*EXTRAIT DU TEXTE:*
++++++++++++++++++++

L'US Air Force développe son réseau de microsatellites

Où en est le développement de microsatellites par l’armée américaine et des programmes de lancement ? Comment se déroule le développement des nanosatellites pour la communication sur les zones de conflit, et comment prendre en compte le problème des débris spatiaux ?

À une époque où les budgets de la défense se réduisent, l’ère des programmes de satellites militaires « multi-milliardaires » est révolue. En témoigne, le sort de l’immense programme TSAT de 12 milliards de dollars, qui a été fermé en 2009. En guise d’alternative, les gouvernements explorent la possibilité d’utiliser des microsatellites pour exécuter la plupart des fonctions actuellement exercées par de coûteux systèmes de satellite de grande taille : la navigation GPS, la télécommunication, la surveillance et l’imagerie terrestre.

Pour un dixième du coût de leurs grands cousins, les microsatellites sont plus faciles à vendre aux États. Ils sont beaucoup moins chers à fabriquer et plus rapides à lancer. Pour des missions militaires, cependant, leur fiabilité et leur longévité posent un problème. Ils pourraient être moins chers, mais les microsatellites militaires doivent être 10 fois plus nombreux pour faire le travail des satellites classiques. Est-ce vraiment une économie ?

Les microsatellites sont des satellites dont la masse varie entre 10 et 100 kg. Ils se divisent en plusieurs catégories : les mini-satellites (100-500 kg), les nanosatellites (1-10 kg), les picosatellites (0,1-1 kg), et les femtosatellites (moins de 100 grammes).

Le DARPA a travaillé sur un certain nombre de technologies de microsatellites afin de réduire leur masse et améliorer leur fiabilité et leur performance. Ces technologies comprennent des optiques et des capteurs de surveillance de l’espace, des systèmes de propulsion électrique.

Les microsatellites sont moins chers à fabriquer et à lancer. Les petits lanceurs peuvent être utilisés pour placer des microsatellites sur des orbites multiples. Des microsatellites peuvent aussi se greffer sur des fusées plus grandes.

En plus d’être plus rapides et moins chers, les microsatellites peuvent être utilisés pour des missions que les grands satellites ne peuvent pas effectuer, telles que la mise en place d’une constellation de noeuds de communication ou l’inspection en orbite de satellites plus gros. Ils pourraient même être utilisés comme des armes de destruction anti-satellite. Certains observateurs ont jugé que le microsatellite BX-1 déployé par la Chine en 2008 était une arme expérimentale anti-satellite.

Le programme TACSAT

Le programme de satellite tactique (TACSAT) est issu des travaux du Bureau de transformation de la Force du Pentagone pour développer un espace de réponse opérationnelle (operationally responsive space - ORS). L’objectif est de fournir des satellites à relativement court terme (par rapport aux satellites traditionnels) pour répondre aux besoins urgents des commandants de champ de bataille (C4ISR).

++++++++++++++++++++

*LIGNES DE DONNÉES:*
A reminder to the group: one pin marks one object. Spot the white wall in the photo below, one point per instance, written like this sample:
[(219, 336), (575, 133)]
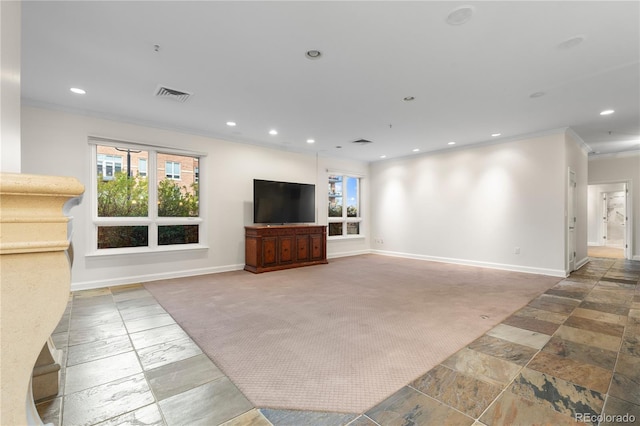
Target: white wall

++++++++++++++++++++

*À FAIRE:* Recopiez fidèlement le passage de l'article sur les microsatellites de l'US Air Force, de « Le DARPA a travaillé » à « fusées plus grandes. ».

*RÉSULTAT OBTENU:*
Le DARPA a travaillé sur un certain nombre de technologies de microsatellites afin de réduire leur masse et améliorer leur fiabilité et leur performance. Ces technologies comprennent des optiques et des capteurs de surveillance de l’espace, des systèmes de propulsion électrique.

Les microsatellites sont moins chers à fabriquer et à lancer. Les petits lanceurs peuvent être utilisés pour placer des microsatellites sur des orbites multiples. Des microsatellites peuvent aussi se greffer sur des fusées plus grandes.